:: Instructions to follow ::
Copy each line below that contains "ceiling".

:: Data for processing ::
########

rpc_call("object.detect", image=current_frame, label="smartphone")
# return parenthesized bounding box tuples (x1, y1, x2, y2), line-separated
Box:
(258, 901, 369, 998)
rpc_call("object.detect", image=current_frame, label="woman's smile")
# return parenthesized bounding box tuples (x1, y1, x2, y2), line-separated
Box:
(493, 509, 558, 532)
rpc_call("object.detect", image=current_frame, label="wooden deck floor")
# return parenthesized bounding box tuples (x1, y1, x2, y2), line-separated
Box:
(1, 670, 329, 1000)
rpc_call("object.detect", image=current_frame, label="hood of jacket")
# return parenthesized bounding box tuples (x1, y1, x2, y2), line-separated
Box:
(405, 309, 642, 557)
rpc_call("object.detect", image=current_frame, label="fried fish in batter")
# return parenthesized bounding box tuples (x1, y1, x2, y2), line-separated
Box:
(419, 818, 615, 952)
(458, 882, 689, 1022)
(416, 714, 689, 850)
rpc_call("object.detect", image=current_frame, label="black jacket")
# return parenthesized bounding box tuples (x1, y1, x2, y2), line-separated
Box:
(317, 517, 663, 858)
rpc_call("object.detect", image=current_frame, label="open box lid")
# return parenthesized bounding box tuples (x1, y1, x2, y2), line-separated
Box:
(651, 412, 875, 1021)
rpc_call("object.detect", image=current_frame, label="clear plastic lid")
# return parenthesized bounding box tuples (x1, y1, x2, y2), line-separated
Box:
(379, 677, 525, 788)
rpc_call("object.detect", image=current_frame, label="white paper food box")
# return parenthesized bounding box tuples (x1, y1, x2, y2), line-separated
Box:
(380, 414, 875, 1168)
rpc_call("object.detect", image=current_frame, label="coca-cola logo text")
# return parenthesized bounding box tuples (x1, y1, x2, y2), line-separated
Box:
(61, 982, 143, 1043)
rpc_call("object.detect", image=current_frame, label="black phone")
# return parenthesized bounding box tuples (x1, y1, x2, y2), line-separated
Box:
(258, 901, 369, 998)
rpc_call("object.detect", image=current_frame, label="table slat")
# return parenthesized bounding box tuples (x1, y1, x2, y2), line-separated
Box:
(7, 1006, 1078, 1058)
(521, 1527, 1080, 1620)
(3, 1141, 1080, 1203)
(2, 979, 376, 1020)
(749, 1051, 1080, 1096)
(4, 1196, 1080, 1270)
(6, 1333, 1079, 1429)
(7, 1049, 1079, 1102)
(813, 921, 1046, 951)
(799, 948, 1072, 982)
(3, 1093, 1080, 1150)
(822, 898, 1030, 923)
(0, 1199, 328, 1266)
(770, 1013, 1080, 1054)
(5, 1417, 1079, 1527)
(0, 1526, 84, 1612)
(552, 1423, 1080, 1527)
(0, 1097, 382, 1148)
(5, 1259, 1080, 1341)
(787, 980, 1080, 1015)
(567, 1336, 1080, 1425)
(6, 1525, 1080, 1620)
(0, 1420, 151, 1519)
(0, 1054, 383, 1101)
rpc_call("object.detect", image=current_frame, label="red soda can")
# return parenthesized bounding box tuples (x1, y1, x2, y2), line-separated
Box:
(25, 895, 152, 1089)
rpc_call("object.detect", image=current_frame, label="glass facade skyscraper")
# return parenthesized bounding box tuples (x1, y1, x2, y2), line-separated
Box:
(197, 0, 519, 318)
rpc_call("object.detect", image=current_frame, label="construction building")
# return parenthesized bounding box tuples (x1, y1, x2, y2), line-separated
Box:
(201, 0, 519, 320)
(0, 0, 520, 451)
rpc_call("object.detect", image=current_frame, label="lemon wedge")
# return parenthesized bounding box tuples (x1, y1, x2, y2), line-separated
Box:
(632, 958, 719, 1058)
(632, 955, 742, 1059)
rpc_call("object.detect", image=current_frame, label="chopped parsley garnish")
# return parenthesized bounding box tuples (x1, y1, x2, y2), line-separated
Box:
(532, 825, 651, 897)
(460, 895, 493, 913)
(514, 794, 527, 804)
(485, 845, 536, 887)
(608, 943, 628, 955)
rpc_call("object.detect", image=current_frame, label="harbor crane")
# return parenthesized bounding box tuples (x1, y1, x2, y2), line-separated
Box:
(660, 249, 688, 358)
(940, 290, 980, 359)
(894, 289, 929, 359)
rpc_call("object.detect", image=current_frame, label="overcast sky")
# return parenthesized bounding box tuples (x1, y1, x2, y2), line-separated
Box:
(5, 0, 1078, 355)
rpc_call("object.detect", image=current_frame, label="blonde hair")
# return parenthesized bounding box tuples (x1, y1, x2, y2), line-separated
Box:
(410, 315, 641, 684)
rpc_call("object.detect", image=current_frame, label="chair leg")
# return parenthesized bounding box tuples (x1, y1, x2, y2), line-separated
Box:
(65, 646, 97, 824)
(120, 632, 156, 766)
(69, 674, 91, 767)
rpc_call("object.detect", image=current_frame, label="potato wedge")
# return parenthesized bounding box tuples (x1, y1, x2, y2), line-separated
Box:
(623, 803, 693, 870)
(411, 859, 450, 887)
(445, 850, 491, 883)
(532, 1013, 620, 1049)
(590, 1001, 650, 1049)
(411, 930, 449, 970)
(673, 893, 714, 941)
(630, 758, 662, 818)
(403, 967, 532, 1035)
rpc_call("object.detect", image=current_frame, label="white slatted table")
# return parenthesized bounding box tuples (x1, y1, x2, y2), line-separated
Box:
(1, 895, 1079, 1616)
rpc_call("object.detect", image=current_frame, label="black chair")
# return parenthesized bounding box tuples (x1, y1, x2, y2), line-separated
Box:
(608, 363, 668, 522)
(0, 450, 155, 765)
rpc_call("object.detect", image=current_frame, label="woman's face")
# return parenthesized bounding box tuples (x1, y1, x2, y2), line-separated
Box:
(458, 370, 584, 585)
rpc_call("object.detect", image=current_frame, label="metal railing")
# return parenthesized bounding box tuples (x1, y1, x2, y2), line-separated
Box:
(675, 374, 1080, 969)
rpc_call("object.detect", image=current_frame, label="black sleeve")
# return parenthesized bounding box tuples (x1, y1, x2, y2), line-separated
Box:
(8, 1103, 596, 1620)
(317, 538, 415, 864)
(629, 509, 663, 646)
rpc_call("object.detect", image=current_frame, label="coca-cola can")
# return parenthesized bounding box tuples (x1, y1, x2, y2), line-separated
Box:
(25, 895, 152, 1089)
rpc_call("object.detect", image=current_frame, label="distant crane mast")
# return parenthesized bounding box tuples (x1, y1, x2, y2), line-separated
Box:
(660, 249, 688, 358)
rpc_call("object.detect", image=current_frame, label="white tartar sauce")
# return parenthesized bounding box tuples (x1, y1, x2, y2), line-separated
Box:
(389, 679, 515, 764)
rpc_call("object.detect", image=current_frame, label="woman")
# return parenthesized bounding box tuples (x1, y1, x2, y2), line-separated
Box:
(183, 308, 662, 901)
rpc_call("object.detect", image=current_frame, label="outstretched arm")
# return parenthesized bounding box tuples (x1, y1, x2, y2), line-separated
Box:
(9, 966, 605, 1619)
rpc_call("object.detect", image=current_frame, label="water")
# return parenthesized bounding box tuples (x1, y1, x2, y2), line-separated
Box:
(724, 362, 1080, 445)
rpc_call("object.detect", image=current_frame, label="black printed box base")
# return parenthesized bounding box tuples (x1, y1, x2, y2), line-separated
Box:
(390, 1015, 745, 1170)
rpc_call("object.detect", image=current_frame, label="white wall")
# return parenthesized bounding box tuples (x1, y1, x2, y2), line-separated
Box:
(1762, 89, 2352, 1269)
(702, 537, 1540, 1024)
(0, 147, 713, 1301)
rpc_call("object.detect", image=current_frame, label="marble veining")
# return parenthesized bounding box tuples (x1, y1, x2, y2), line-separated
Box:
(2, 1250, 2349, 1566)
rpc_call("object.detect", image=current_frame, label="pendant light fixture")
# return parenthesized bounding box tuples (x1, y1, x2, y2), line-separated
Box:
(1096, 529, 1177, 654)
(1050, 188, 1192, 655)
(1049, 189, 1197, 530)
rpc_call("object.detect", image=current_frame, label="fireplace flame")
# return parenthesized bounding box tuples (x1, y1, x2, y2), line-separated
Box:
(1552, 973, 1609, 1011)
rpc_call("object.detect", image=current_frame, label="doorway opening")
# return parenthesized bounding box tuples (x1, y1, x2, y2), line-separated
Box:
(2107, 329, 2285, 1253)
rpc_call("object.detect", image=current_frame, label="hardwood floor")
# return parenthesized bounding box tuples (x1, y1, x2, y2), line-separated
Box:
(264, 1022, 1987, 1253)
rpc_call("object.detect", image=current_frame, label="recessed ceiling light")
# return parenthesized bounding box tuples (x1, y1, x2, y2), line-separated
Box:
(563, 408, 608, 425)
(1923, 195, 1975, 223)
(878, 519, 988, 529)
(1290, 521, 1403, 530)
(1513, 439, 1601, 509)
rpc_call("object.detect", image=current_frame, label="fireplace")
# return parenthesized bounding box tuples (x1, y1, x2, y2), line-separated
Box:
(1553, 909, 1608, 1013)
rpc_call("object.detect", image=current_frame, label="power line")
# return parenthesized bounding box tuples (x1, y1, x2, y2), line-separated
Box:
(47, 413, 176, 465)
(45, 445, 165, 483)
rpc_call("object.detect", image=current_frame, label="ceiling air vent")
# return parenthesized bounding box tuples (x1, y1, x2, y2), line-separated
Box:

########

:: Exercise answer ::
rpc_call("object.detect", image=current_frame, label="recessed ceiling light")
rpc_call("object.detect", image=current_frame, label="ceiling air vent")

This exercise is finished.